§ PAGE EXTRACT
# Let's See Those Tractors!



## Kunes

Post up pictures of all your beautiful (and not) tractors.

Heres Mine.







have a Kubota L2900 too but no pictures..


----------



## Highbeam

I'll show you mine.... A 30HP Kioti CK30 that I've put 800 hours on.


----------



## MRNDAD

Here's my old Kubota B7500..


----------



## KD57




----------



## dingeryote

http://www.arboristsite.com/attachment.php?attachmentid=99727&stc=1&d=1243453775

Hope it works.
My Landini 85F last week rotovating the middles on a new field of 2yr old Blue crop starts.

Stay safe!
Dingeryote


----------



## wood4heat

Lawn tractors count? How about a 1973 JD140H3. It has a 14hp Kohler, hydrostatic transmission, three spool hydraulics, front and rear pto, turning brakes, and a cigarette lighter! This one has the three point attachment on back, front and rear wheel weights, (only the rear are on in these pics) a 54" hydraulic blade, and a set of tire chains. It obviously needs a seat and has the wrong battery in it so the hood doesn't quite close.  I'll fix it someday.


----------



## Kunes

dingeryote said:


> http://www.arboristsite.com/attachment.php?attachmentid=99727&stc=1&d=1243453775
> 
> Hope it works.
> My Landini 85F last week rotovating the middles on a new field of 2yr old Blue crop starts.
> 
> Stay safe!
> Dingeryote



what's up with those fenders? aerodynamic? lol


----------



## Kwdog75

I wish i could afford to get a tractor!


----------



## gink595

Here's mine:











I have an old 7112 simplicity garden tractor but have never had the amibition to take a pic of it, she too damn ugly


----------



## Redbug

Here's my Kubota...


----------



## Work Saw Collector

I usually spend time on the chainsaw forum, but liked this tread and came on in here are some of mine.




6400





4620





David Brown 1410


----------



## Work Saw Collector

Here is some more Deutz 4006 (fixed now) and David Brown 995


----------



## dingeryote

Kunes said:


> what's up with those fenders? aerodynamic? lol




Aerodynamics!!!! LOL!! More like Rhodendynamics, to flow through the congested "Middles" between blueberry rows.

§ SOURCE MATERIAL
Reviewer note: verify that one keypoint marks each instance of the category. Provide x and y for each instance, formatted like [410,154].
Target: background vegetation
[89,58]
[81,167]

§ WHAT TO DO
[1] In the tractor thread, how many hours has Highbeam put on the Kioti CK30?
[2] Decide whether each statement agrees with the tractor thread, answering yes or no and quoting the words of the thread that decide it.
(a) The 1973 JD140H3 has a 14hp Kohler engine.
(b) The Landini 85F was rotovating a field of 5-year-old blueberry starts.
(c) gink595 has posted a picture of the 7112 Simplicity garden tractor.
[3] Write the next part of the tractor thread, picking up after its last post.

§ ANSWERS
[1] 800 hours.

[2]
(a) Yes: "It has a 14hp Kohler"
(b) No: "a new field of 2yr old Blue crop starts"
(c) No: "have never had the amibition to take a pic of it"

[3]
The "Orchard fenders" are used on tractors to keep the tires from grabbing canes and shoots and breaking them, or knocking off blooms or fruit.

Most rows of Blueberrys are planted 8-10' apart, and when the bushes get mature, and especially when they are heavy with fruit, they leave about 2-3' open between the rows. The fenders gently push the shoots and canes up and aside without breaking things.

The fenders on this one are Home made out of 10ga steel and 3/8' internal framing to allow for pushing over small trees but still get beat up.

Narrow compact Tractors are a hoot!
85hp in a package about the same size as one of those CUT's, but 6,000lbs of weight and more narrow. Sorta like a formula Car in handling, just LOTS slower and a 16 fwd speed gearbox, diff locks....and a 150 watt stereo
LOL! The Landini can almost turn inside most lawn mowers


Heres our "Swamp Mule" that normally resides at our other field.
Old 1920 Ford/NewHolland w/ loader, pressed into a GP berryfield tractor because it is so light for the swampy muck on that farm, and the Landini would just sink.








The fenders on the 1920 are also home Fabbed. The fronts are low enough to be under the canes as they sag so they don't need the orchard fenders.

Yes those are beehives and my little employees don't mind me getting close LOL!! Ya can't hear yourself think in the field right now on account of so many of them at work.

Stay safe!
Dingeryote


----------



## dingeryote

wood4heat said:


> Lawn tractors count? How about a 1973 JD140H3. It has a 14hp Kohler, hydrostatic transmission, three spool hydraulics, front and rear pto, turning brakes, and a cigarette lighter! This one has the three point attachment on back, front and rear wheel weights, (only the rear are on in these pics) a 54" hydraulic blade, and a set of tire chains. It obviously needs a seat and has the wrong battery in it so the hood doesn't quite close.  I'll fix it someday.



I miss Jon Deere tractors!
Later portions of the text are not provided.